- [EXERCISE DETAILS] Put the lines below into a JSON list of strings, one string per line, omitting any blank lines.

═══ LISTED RECORDS ═══

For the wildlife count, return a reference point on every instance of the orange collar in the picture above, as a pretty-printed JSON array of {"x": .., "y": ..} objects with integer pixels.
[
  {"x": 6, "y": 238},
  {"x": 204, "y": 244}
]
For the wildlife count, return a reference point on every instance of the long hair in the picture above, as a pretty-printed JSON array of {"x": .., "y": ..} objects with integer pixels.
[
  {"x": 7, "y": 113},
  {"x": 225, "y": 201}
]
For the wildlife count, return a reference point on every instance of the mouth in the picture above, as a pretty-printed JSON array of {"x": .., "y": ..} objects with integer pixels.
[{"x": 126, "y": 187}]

═══

- [FINISHED TASK]
[
  "For the wildlife count, return a reference point on every instance of the orange collar in the picture above, as a pretty-printed JSON array of {\"x\": .., \"y\": ..} objects with integer pixels.",
  "[",
  "  {\"x\": 6, \"y\": 238},",
  "  {\"x\": 204, \"y\": 244}",
  "]",
  "For the wildlife count, return a reference point on every instance of the long hair in the picture above, as a pretty-printed JSON array of {\"x\": .., \"y\": ..} objects with integer pixels.",
  "[",
  "  {\"x\": 7, \"y\": 113},",
  "  {\"x\": 225, \"y\": 201}",
  "]",
  "For the wildlife count, return a reference point on every instance of the mouth in the picture above, as a pretty-printed JSON array of {\"x\": .., \"y\": ..} objects with integer pixels.",
  "[{\"x\": 126, \"y\": 187}]"
]